A pueblo de Indios (a special town for former mission Indians) was established near San Juan Capistrano Mission in 1833. However, there were too few Indians to sustain a viable town and this experiment was subsequently dissolved and the land distributed to the remaining Indians and settlers.

One of many schemes to manage former mission land includes the Hijar-Padres Colony, under which some 300 liberal, educated individuals (teachers, artisans, medical attendants, etc.) would receive large grants of mission land and twenty-one Administrators from their ranks would oversee the Indians. Most of the colonists make it to Alta California [1834-1835] but the scheme is never implemented.

Richard Henry Dana serves as a crewmember of the Pilgrim, collecting hide and tallow, and visiting the missions and presidios [1834-1835].

Most of the neophytes leave Mission Soledad after it is secularized and the last priest, Fr. Vicente Francisco de Sarría dies May 24, 1835. The former mission is used as a ranch house for a number of years, and then falls into ruin, and is abandoned for over a century.

Santa Clara is the last mission secularized in December of 1836.

Mariano Vallejo is named Comandante General of California and Director of the Northern Frontier.

Mexican Administrators begin to move friends and relatives into former mission buildings.

John Augustus Sutter arrives in Yerba Buena and becomes a Mexican citizen.

Illegal immigrants from the United States move into Northern California in large numbers over the Oregon Trail in the late 1830's.

Richard Henry Dana publishes Two Years Before the Mast, his first-hand account of life in California. After gold is discovered in California, his book becomes a best seller.

John Sutter receives a land grant of 48,827 acres in June of 1841. That same year he purchases the Russian settlement of Fort Ross, unsuccessful as a source of food.

A small deposit of gold is discovered near San Fernando Rey and for years after treasure-seekers dig up the walls and floors of the abandoned church seeking gold.

What is left of the Pious Fund of the Missions of California is confiscated by Mexican President Antonio López María de Santa Ana.

The last Franciscan missionary to arrive in California in the 18th century, José Ramón Abella, dies at Santa Inés.

The former missions of San Gabriel and San Miguel become the first two parishes in California [1842]. San Buenaventura follows in 1843.
::::::
[Exercise requirements]
#1 Which individual people does the California missions chronology name? List each one once.
#2 Return everything in the California missions chronology from "A small deposit" down to "de Santa Ana.".
The lines are separate material with no connection to the California missions chronology.

Natural-language object grounding data
::::::
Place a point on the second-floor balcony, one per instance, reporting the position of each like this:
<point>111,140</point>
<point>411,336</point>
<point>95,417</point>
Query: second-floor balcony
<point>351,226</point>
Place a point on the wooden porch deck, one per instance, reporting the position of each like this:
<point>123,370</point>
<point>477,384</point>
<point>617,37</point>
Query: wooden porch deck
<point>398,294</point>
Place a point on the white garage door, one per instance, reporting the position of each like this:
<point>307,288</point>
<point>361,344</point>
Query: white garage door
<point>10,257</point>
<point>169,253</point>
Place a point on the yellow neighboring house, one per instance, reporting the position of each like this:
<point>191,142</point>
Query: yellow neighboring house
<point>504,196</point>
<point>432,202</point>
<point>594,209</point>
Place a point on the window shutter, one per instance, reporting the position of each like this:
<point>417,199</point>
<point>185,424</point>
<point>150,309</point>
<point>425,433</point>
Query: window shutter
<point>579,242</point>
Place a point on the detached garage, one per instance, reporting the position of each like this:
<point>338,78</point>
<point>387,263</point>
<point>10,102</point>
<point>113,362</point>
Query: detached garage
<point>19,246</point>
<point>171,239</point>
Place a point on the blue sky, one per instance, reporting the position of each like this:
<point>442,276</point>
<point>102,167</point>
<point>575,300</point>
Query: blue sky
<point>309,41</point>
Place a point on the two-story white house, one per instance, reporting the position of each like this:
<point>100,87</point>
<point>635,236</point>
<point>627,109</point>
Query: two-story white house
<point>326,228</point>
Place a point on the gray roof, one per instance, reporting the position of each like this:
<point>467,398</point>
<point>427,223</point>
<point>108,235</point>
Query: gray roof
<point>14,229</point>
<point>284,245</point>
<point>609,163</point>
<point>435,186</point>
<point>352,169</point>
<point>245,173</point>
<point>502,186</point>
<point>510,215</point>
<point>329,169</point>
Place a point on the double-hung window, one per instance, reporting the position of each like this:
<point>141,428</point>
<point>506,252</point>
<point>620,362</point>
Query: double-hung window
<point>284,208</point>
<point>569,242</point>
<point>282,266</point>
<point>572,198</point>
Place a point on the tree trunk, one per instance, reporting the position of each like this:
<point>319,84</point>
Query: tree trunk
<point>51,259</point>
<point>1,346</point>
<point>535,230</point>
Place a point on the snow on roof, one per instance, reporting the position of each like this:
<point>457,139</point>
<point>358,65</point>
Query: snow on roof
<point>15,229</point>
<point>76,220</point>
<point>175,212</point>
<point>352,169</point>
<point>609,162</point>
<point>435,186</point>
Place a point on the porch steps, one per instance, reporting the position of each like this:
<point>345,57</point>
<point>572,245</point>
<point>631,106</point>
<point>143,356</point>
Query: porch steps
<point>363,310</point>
::::::
[Results]
#1
Richard Henry Dana
Fr. Vicente Francisco de Sarría
Mariano Vallejo
John Augustus Sutter
Antonio López María de Santa Ana
José Ramón Abella

#2
A small deposit of gold is discovered near San Fernando Rey and for years after treasure-seekers dig up the walls and floors of the abandoned church seeking gold.

What is left of the Pious Fund of the Missions of California is confiscated by Mexican President Antonio López María de Santa Ana.